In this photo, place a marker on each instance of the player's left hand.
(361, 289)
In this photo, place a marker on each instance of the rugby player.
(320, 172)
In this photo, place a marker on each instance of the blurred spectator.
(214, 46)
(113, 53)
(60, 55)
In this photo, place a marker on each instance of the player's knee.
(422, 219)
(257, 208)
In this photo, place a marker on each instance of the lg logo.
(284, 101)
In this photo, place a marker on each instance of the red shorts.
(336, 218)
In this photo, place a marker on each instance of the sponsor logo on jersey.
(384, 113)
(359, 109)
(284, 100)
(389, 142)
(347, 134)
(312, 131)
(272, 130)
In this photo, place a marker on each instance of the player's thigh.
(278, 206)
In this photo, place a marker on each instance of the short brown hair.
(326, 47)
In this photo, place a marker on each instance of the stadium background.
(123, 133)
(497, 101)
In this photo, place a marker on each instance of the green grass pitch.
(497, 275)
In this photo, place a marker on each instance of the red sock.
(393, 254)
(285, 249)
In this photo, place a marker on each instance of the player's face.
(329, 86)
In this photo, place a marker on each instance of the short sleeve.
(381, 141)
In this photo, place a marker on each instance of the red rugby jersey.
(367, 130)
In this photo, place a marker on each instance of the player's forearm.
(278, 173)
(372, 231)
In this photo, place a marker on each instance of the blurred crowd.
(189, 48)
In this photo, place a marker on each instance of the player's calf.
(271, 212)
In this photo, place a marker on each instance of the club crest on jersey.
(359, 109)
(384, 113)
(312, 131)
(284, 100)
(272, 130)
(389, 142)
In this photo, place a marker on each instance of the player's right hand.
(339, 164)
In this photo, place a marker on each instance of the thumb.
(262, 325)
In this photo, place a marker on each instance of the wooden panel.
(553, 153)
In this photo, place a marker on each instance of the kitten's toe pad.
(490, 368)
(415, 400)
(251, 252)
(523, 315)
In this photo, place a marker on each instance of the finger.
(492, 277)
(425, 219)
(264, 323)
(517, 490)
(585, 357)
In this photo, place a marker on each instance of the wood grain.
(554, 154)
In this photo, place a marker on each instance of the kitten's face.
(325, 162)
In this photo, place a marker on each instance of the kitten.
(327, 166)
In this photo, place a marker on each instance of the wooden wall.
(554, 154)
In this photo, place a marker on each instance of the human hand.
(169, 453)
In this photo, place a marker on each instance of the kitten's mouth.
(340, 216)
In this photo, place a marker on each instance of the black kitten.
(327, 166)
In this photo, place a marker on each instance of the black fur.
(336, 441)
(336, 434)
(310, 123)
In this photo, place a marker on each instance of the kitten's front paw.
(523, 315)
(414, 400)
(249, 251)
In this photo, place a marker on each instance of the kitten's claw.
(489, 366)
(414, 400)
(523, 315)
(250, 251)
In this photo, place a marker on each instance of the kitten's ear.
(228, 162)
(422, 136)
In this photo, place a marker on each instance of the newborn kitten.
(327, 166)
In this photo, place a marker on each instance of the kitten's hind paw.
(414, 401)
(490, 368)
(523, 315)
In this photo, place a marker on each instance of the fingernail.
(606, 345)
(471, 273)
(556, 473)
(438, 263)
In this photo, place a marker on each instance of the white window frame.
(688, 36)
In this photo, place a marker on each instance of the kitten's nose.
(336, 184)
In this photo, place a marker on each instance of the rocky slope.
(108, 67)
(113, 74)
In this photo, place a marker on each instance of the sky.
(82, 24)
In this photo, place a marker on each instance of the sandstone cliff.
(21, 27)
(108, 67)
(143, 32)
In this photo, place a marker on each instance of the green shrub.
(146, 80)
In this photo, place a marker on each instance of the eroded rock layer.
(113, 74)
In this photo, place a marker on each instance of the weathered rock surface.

**Task directions**
Give back every line of the data exactly.

**Result for this task**
In this photo, place a marker on each instance of the player's left hand.
(361, 289)
In this photo, place a marker on each instance of the rugby player.
(320, 172)
In this photo, place a marker on each instance of the blurred spectator.
(214, 46)
(113, 53)
(60, 55)
In this photo, place a marker on each instance of the player's knee.
(422, 219)
(257, 208)
In this photo, place a marker on each instance of the lg logo.
(284, 101)
In this photo, place a marker on each instance of the red shorts.
(336, 218)
In this photo, place a marker on each instance of the sponsor logo on jersey.
(384, 113)
(359, 109)
(284, 100)
(389, 142)
(347, 134)
(312, 131)
(272, 130)
In this photo, place a marker on each instance of the player's thigh.
(278, 206)
In this photo, place a marker on each instance of the short brown hair.
(326, 47)
In this photo, place a marker on each instance of the stadium background.
(123, 133)
(497, 101)
In this photo, place a marker on each instance of the green grass pitch.
(497, 275)
In this photo, place a marker on each instance of the red sock.
(393, 254)
(285, 249)
In this photo, place a marker on each instance of the player's face.
(329, 86)
In this photo, place a marker on each instance of the short sleeve.
(381, 141)
In this photo, place a marker on each instance of the red rugby jersey.
(367, 130)
In this photo, place a marker on each instance of the player's forearm.
(278, 173)
(372, 231)
In this photo, place a marker on each instance of the blurred crowd.
(189, 48)
In this photo, place a marker on each instance of the player's calf.
(271, 212)
In this photo, place a marker on each instance of the club crest on jersey.
(359, 109)
(384, 113)
(312, 131)
(284, 100)
(272, 130)
(389, 142)
In this photo, place a marker on each instance of the player's right hand.
(339, 164)
In this photo, place a marker on each instance of the thumb.
(262, 325)
In this photo, place a marker on each instance of the wooden panel.
(553, 153)
In this photo, place a marker on each instance of the kitten's toe pad.
(490, 368)
(415, 400)
(251, 252)
(523, 315)
In this photo, place a marker on each instance of the finger.
(492, 277)
(425, 219)
(264, 323)
(517, 490)
(585, 357)
In this photo, place a marker on each instance of the wood grain.
(554, 154)
In this photo, place a marker on each instance of the kitten's face.
(325, 162)
In this photo, place a marker on each instance of the kitten.
(327, 166)
In this photo, place a marker on each instance of the wooden wall.
(554, 154)
In this photo, place a marker on each instance of the human hand.
(169, 453)
In this photo, place a marker on each instance of the kitten's mouth.
(340, 216)
In this photo, place a marker on each instance of the black kitten.
(327, 166)
In this photo, place a marker on each instance of the black fur.
(336, 441)
(336, 434)
(310, 123)
In this photo, place a marker on each instance of the kitten's front paw.
(523, 315)
(414, 400)
(249, 251)
In this photo, place a marker on each instance of the kitten's claw.
(489, 366)
(414, 400)
(523, 315)
(250, 251)
In this photo, place a marker on each instance of the kitten's ear.
(228, 162)
(422, 136)
In this photo, place a marker on each instance of the newborn kitten.
(327, 166)
In this photo, place a marker on each instance of the kitten's hind paw.
(414, 401)
(490, 368)
(523, 315)
In this photo, place a marker on each instance of the fingernail.
(606, 345)
(471, 273)
(556, 473)
(438, 263)
In this photo, place a marker on each instance of the white window frame.
(688, 36)
In this photo, place a marker on each instance of the kitten's nose.
(336, 184)
In this photo, place a marker on each instance of the rocky slope.
(108, 67)
(113, 74)
In this photo, place a marker on each instance of the sky.
(82, 24)
In this photo, place a marker on each instance of the sandstone cliff.
(21, 27)
(108, 67)
(143, 32)
In this photo, place a marker on each instance of the green shrub.
(146, 80)
In this photo, place a marker on each instance of the eroded rock layer.
(113, 74)
In this photo, place a marker on each instance of the weathered rock surface.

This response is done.